>> Start

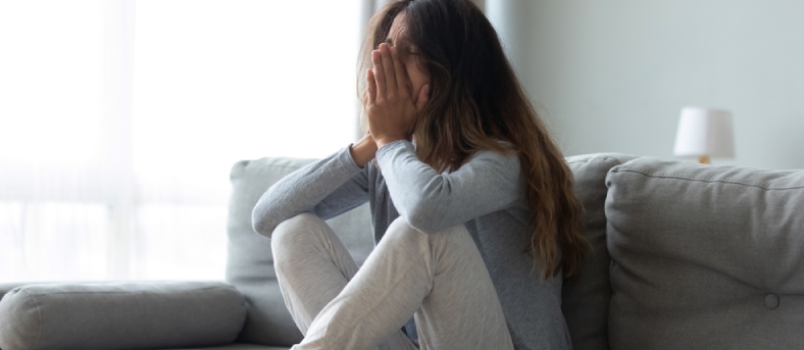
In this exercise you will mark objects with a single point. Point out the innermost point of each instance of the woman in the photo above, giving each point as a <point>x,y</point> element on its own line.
<point>462,220</point>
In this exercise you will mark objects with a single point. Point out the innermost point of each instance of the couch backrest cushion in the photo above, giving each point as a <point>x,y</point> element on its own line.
<point>585,300</point>
<point>705,257</point>
<point>250,264</point>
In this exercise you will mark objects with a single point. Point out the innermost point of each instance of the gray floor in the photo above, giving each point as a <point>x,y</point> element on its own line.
<point>239,347</point>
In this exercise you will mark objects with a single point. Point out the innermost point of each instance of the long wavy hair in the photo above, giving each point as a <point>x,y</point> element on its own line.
<point>476,100</point>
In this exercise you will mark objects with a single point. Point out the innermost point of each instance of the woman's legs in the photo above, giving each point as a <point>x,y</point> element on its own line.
<point>312,267</point>
<point>441,277</point>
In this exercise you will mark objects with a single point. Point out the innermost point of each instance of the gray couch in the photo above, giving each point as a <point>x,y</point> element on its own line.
<point>686,257</point>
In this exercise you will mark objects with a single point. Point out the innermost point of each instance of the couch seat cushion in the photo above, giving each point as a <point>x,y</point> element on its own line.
<point>705,257</point>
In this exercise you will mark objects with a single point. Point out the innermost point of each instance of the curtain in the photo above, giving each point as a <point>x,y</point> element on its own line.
<point>120,120</point>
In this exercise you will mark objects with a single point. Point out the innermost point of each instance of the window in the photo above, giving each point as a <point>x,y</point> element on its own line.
<point>121,120</point>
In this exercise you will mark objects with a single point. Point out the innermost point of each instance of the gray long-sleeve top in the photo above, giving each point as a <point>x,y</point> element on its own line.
<point>487,194</point>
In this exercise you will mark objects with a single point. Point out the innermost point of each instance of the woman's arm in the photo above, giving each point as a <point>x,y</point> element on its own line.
<point>431,201</point>
<point>327,188</point>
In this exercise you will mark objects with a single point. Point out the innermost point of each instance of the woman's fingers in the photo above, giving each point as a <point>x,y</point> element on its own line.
<point>388,70</point>
<point>402,81</point>
<point>372,86</point>
<point>377,73</point>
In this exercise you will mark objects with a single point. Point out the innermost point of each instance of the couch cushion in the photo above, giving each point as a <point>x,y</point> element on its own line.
<point>250,264</point>
<point>585,300</point>
<point>107,316</point>
<point>705,257</point>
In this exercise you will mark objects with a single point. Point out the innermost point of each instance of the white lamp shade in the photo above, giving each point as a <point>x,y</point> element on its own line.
<point>705,132</point>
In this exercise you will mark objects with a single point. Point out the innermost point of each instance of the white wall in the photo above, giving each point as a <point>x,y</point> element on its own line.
<point>612,76</point>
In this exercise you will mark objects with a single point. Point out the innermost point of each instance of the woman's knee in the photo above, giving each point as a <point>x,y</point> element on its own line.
<point>293,232</point>
<point>401,230</point>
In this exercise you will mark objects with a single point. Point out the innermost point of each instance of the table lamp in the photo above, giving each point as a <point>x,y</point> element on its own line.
<point>705,133</point>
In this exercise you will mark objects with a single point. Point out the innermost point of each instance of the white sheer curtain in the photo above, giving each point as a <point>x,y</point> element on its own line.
<point>120,120</point>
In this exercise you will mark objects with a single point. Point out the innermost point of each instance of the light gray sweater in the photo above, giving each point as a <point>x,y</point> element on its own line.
<point>487,194</point>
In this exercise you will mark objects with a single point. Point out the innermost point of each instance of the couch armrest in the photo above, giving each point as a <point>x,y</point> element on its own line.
<point>107,316</point>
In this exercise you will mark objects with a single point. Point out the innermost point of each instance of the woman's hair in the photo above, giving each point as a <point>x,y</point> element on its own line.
<point>476,101</point>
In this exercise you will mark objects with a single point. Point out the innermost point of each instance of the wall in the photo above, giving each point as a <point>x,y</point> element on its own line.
<point>612,76</point>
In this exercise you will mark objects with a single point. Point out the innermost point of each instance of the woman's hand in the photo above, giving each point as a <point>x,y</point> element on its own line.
<point>390,108</point>
<point>363,151</point>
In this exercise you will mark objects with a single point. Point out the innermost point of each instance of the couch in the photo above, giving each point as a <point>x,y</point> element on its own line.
<point>687,256</point>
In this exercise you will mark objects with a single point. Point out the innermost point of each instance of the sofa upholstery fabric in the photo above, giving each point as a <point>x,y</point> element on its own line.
<point>250,264</point>
<point>705,257</point>
<point>108,316</point>
<point>585,299</point>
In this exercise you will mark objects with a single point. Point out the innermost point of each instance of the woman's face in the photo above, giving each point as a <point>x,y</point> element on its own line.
<point>408,55</point>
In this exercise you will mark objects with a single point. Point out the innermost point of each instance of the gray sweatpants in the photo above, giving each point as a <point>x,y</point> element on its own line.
<point>439,278</point>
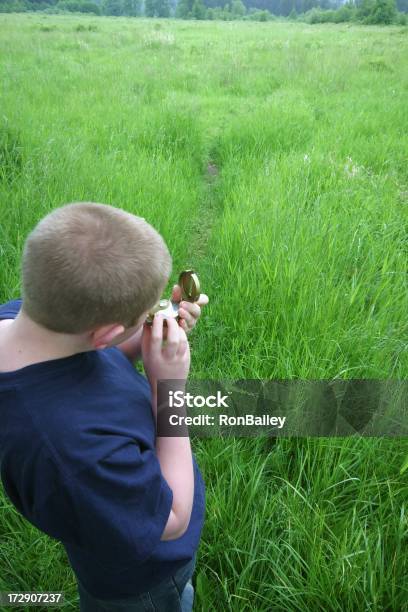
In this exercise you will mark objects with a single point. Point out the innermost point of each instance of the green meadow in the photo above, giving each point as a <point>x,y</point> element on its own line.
<point>273,158</point>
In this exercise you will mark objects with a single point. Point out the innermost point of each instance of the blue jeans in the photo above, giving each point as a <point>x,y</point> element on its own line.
<point>175,594</point>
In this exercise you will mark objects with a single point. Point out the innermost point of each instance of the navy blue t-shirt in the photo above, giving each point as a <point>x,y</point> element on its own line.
<point>77,460</point>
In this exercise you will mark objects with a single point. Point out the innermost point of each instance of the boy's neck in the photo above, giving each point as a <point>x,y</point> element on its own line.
<point>27,340</point>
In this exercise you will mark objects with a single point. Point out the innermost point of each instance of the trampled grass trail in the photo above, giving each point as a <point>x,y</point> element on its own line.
<point>273,159</point>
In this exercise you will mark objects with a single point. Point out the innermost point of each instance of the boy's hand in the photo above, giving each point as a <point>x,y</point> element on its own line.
<point>189,312</point>
<point>165,359</point>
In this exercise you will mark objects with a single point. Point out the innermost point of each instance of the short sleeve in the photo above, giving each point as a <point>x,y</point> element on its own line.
<point>119,506</point>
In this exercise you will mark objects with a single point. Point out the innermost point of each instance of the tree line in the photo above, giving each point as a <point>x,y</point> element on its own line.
<point>310,11</point>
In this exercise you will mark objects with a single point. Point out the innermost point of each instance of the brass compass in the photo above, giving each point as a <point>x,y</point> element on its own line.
<point>190,292</point>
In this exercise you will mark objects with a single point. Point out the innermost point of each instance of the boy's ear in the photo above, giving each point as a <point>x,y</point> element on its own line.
<point>101,337</point>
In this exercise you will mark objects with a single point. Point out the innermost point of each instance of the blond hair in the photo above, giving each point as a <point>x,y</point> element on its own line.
<point>85,265</point>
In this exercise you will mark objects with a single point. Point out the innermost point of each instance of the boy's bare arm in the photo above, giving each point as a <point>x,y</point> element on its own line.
<point>171,361</point>
<point>175,458</point>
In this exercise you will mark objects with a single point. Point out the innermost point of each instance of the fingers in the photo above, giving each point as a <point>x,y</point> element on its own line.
<point>202,300</point>
<point>183,342</point>
<point>176,294</point>
<point>156,336</point>
<point>173,337</point>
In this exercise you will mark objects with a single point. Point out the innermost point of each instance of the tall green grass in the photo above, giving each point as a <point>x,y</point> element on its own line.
<point>273,159</point>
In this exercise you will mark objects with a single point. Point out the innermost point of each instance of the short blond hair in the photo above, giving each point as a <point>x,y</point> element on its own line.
<point>85,265</point>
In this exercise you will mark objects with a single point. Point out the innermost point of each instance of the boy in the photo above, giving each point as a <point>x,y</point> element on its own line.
<point>79,455</point>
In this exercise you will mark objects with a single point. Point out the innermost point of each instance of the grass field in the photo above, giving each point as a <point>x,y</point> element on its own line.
<point>273,157</point>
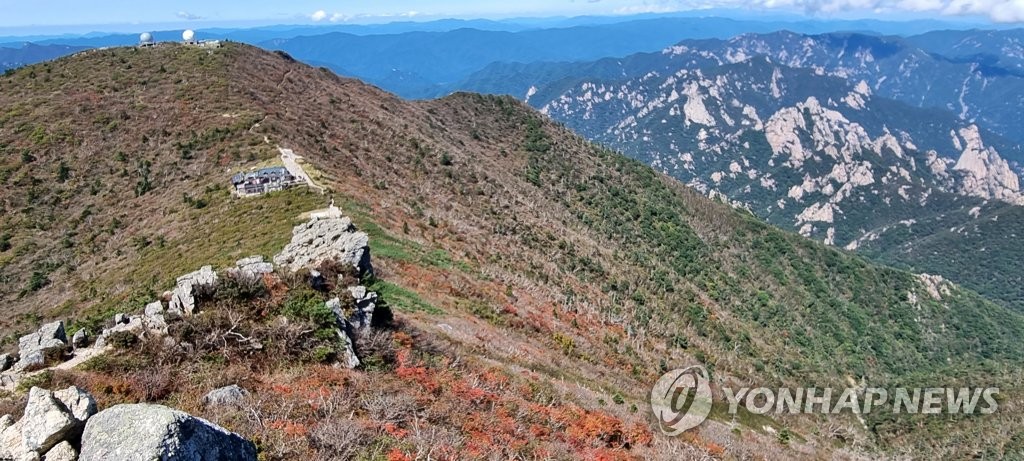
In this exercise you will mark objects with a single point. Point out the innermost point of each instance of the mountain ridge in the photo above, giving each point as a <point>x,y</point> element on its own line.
<point>505,243</point>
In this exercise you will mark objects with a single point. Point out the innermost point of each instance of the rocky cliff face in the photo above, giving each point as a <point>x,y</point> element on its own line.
<point>823,156</point>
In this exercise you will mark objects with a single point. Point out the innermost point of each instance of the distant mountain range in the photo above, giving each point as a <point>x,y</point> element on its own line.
<point>539,283</point>
<point>865,142</point>
<point>27,53</point>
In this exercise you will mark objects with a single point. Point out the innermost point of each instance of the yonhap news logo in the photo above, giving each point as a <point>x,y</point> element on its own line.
<point>681,400</point>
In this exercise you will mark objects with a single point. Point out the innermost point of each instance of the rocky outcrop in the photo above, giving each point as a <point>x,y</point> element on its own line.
<point>189,287</point>
<point>330,239</point>
<point>366,303</point>
<point>57,423</point>
<point>144,432</point>
<point>61,452</point>
<point>50,419</point>
<point>152,323</point>
<point>986,174</point>
<point>43,346</point>
<point>80,339</point>
<point>250,267</point>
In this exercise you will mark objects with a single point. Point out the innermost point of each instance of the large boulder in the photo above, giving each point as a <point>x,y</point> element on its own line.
<point>49,419</point>
<point>366,303</point>
<point>251,267</point>
<point>48,342</point>
<point>6,361</point>
<point>144,432</point>
<point>80,339</point>
<point>346,335</point>
<point>328,239</point>
<point>189,287</point>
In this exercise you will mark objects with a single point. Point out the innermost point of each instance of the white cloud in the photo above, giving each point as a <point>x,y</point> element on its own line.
<point>188,16</point>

>> End

▸ The problem
Put the lines of the listing above, from the line with "the short blond" up to and including the line with "<point>273,157</point>", into a JSON list of strings with one string per line. Leave out any blank lines.

▸ Answer to the exercise
[
  "In this exercise you will mark objects with a single point. Point out the innermost point of each instance of the short blond hair in the photo above, giving each point as a <point>x,y</point> element on its own line.",
  "<point>85,265</point>",
  "In this exercise you will mark objects with a single point. Point out the innermost point of each instance of the boy in the photo above, giving each point as a <point>x,y</point> element on its own line.",
  "<point>79,455</point>",
  "In this exercise you will mark objects with a single point. Point out the innermost point of each instance of the grass field in the photo above, giving each point as a <point>x,y</point> element on its own line.",
  "<point>273,157</point>"
]